> [Task to carry out]:
Switch "Locate" to "Find" everywhere in the lines below, leaving all else unchanged, and give the lines back without the pictures.
───── Data for this task
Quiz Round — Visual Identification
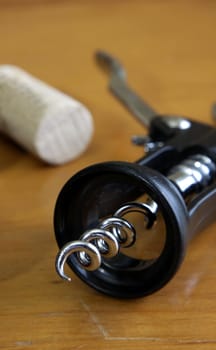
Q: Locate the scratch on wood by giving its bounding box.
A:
[80,300,109,339]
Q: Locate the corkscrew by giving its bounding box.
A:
[54,51,216,298]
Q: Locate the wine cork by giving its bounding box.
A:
[0,65,93,165]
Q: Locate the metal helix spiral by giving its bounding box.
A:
[56,200,157,281]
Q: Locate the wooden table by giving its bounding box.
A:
[0,0,216,350]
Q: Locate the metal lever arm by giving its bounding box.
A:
[96,51,157,127]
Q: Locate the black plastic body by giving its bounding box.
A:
[54,117,216,298]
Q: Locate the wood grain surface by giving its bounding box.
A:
[0,0,216,350]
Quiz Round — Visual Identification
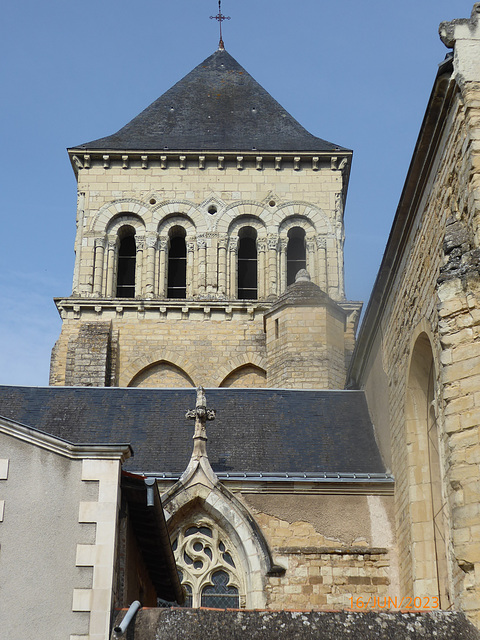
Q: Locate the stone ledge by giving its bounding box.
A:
[274,547,388,556]
[116,609,480,640]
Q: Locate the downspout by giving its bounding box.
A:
[111,600,142,640]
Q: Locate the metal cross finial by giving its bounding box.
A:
[210,0,230,51]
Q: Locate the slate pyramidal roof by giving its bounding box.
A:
[71,49,349,153]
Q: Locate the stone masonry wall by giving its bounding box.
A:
[73,156,344,300]
[239,495,396,610]
[360,77,480,624]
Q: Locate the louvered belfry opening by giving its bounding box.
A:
[238,227,258,300]
[167,227,187,298]
[117,227,137,298]
[287,227,307,286]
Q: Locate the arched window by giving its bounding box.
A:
[167,227,187,298]
[287,227,307,286]
[201,571,239,609]
[172,519,244,609]
[237,227,258,300]
[406,333,450,609]
[117,227,137,298]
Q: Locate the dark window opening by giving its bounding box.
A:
[117,235,137,298]
[201,571,239,609]
[287,227,307,286]
[167,229,187,298]
[238,227,258,300]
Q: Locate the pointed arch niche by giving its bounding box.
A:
[162,480,284,609]
[406,333,450,609]
[128,360,195,389]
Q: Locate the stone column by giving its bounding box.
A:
[185,240,196,298]
[72,191,85,295]
[197,237,207,295]
[157,236,168,298]
[217,235,228,296]
[305,238,321,288]
[145,234,157,298]
[278,238,288,294]
[267,235,278,296]
[257,239,267,300]
[93,238,106,297]
[228,236,238,298]
[107,236,118,298]
[135,236,145,297]
[317,236,328,293]
[205,238,217,293]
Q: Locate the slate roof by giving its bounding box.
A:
[76,50,340,152]
[0,386,385,473]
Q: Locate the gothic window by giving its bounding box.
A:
[287,227,307,286]
[173,522,244,609]
[238,227,258,300]
[202,571,239,609]
[167,227,187,298]
[117,227,137,298]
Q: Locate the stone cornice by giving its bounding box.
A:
[54,297,271,317]
[68,147,352,180]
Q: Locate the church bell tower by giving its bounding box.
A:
[50,46,361,388]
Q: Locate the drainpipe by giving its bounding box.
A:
[111,600,142,640]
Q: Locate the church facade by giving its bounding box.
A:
[0,3,480,640]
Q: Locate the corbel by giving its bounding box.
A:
[72,156,83,169]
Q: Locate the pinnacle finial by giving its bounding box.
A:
[185,387,215,457]
[210,0,230,51]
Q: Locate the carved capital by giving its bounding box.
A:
[267,236,278,251]
[158,237,168,251]
[146,235,157,249]
[218,236,228,249]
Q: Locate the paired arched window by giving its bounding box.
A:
[287,227,307,286]
[117,227,137,298]
[237,227,258,300]
[167,227,187,298]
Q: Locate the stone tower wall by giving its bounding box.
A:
[50,152,358,388]
[359,8,480,625]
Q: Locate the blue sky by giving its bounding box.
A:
[0,0,473,385]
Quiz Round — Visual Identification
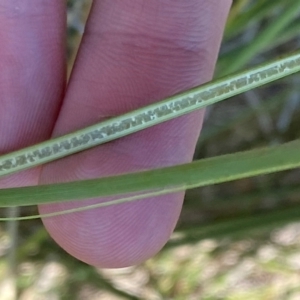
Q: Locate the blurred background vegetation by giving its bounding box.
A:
[0,0,300,300]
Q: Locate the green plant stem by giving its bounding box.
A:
[0,140,300,214]
[0,52,300,176]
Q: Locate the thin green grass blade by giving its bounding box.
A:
[220,0,300,76]
[225,0,282,40]
[0,52,300,176]
[0,140,300,211]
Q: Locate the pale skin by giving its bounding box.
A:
[0,0,231,267]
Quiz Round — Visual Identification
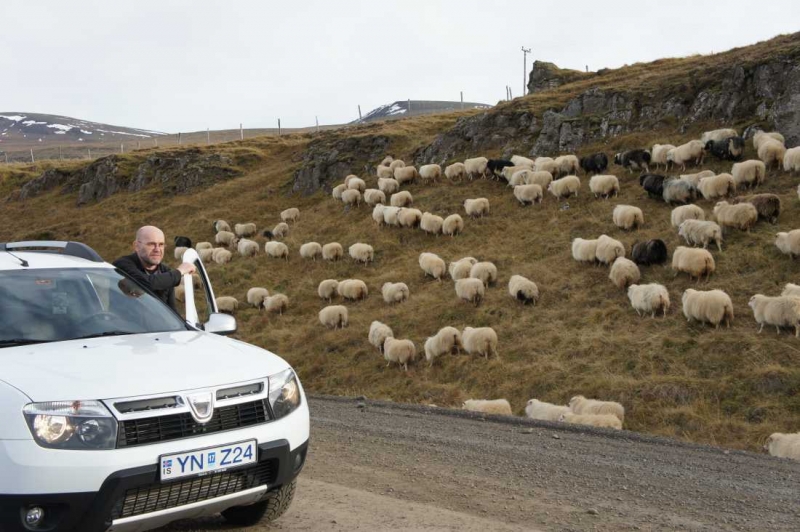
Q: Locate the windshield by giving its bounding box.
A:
──────────
> [Task output]:
Quiz Round — Visual Identification
Q: Find the scratch on wood by giving its bounding box.
A:
[80,300,109,339]
Q: Find the corkscrew by giving its bounding box.
A:
[54,51,216,298]
Q: Find the wine cork by giving its bounding box.
A:
[0,65,93,165]
Q: Find the metal helix spiral by giving its bounding box.
A:
[56,200,157,281]
Q: Find the wooden table by giving its bounding box.
A:
[0,0,216,350]
Q: Find the metal lever arm by giving its bounding box.
A:
[96,51,157,127]
Q: Find the black plastic body by giving its bounding box.
A:
[54,117,216,298]
Q: Find the wood grain surface by giving its bounding box.
A:
[0,0,216,350]
Quiz Round — Visual Identification
Q: Find the stone ledge by giving its bounding box.
A:
[274,547,388,556]
[116,609,480,640]
Q: Find the downspout by giving its bounding box.
A:
[111,600,142,640]
Q: Find the metal cross finial by giving its bounding box.
A:
[210,0,230,51]
Q: Find the slate pyramidal roof by giving its bounding box.
A:
[71,49,349,153]
Q: Find the stone masonry wall by giving its bounding box.
A:
[73,156,344,300]
[239,495,396,610]
[360,77,480,624]
Q: Find the louvered belfry opening by giving its bounding box.
A:
[238,227,258,300]
[167,227,187,298]
[117,227,137,298]
[287,227,307,286]
Q: Find the arched window by giving its bounding box.
A:
[167,227,187,298]
[287,227,307,286]
[201,571,239,609]
[172,519,244,609]
[237,227,258,300]
[406,333,450,609]
[117,227,137,298]
Q: Find the dark window opening by giving its bounding box.
A:
[117,235,137,298]
[201,571,239,609]
[287,227,307,286]
[167,229,187,298]
[238,227,258,300]
Q: Find the pointed arch niche by giving its bounding box.
A:
[162,480,284,609]
[406,333,450,609]
[128,360,195,389]
Q: Find the stone column by giving its bounding box.
A:
[185,240,196,298]
[72,191,85,295]
[197,237,207,295]
[157,236,168,298]
[217,235,228,296]
[305,238,321,288]
[145,234,157,298]
[278,238,288,294]
[267,235,278,296]
[257,239,267,300]
[93,238,106,297]
[228,236,238,298]
[107,236,118,298]
[135,236,145,297]
[317,236,328,293]
[205,238,217,293]
Q: Find the slate roof by giving its bounding box.
A:
[76,50,340,152]
[0,386,385,473]
Q: Find the gothic window by giving its bounding box.
A:
[287,227,307,286]
[173,522,244,609]
[238,227,258,300]
[202,571,239,609]
[167,227,187,298]
[117,227,137,298]
Q: Find the stone cornice by giving its bounding box.
A:
[54,297,271,317]
[68,147,352,180]
Q: Find the church bell tower by giving its bounding box.
A:
[50,46,361,388]
Q: Find the drainpipe by giving its bounding box.
A:
[111,600,142,640]
Q: Find the church facade by giving its bounding box.
A:
[0,3,480,640]
Q: Find the corbel by giving its bounding box.
A:
[72,156,83,169]
Q: Find the pinnacle finial by giving its bounding box.
A:
[185,387,215,457]
[210,0,230,51]
Q: Find the carved capital by giving its bounding box.
A:
[267,236,278,251]
[158,237,168,251]
[146,235,157,249]
[218,236,228,249]
Q: Find the paired arched window by giving its bounding box.
A:
[287,227,307,286]
[117,227,137,298]
[237,227,258,300]
[167,227,187,298]
Q: Find the stone tower wall by giving its bounding box.
A:
[50,152,358,388]
[359,8,480,625]
Q: Find the blue sky by giving its bounding box.
A:
[0,0,473,385]
Quiz Round — Visual Identification
Q: Find the blurred background vegetation by giving its bounding box.
A:
[0,0,300,300]
Q: Find the green plant stem by giving its bounding box.
A:
[0,140,300,214]
[0,52,300,176]
Q: Find the thin green grass blade by giving its bounding box.
A:
[220,0,300,76]
[225,0,282,40]
[0,52,300,176]
[0,140,300,211]
Q: Find the pale skin by giving its bounding box.
A:
[0,0,231,267]
Quiz Round — Visual Identification
Q: Find the windshield by giving its bounding box.
A:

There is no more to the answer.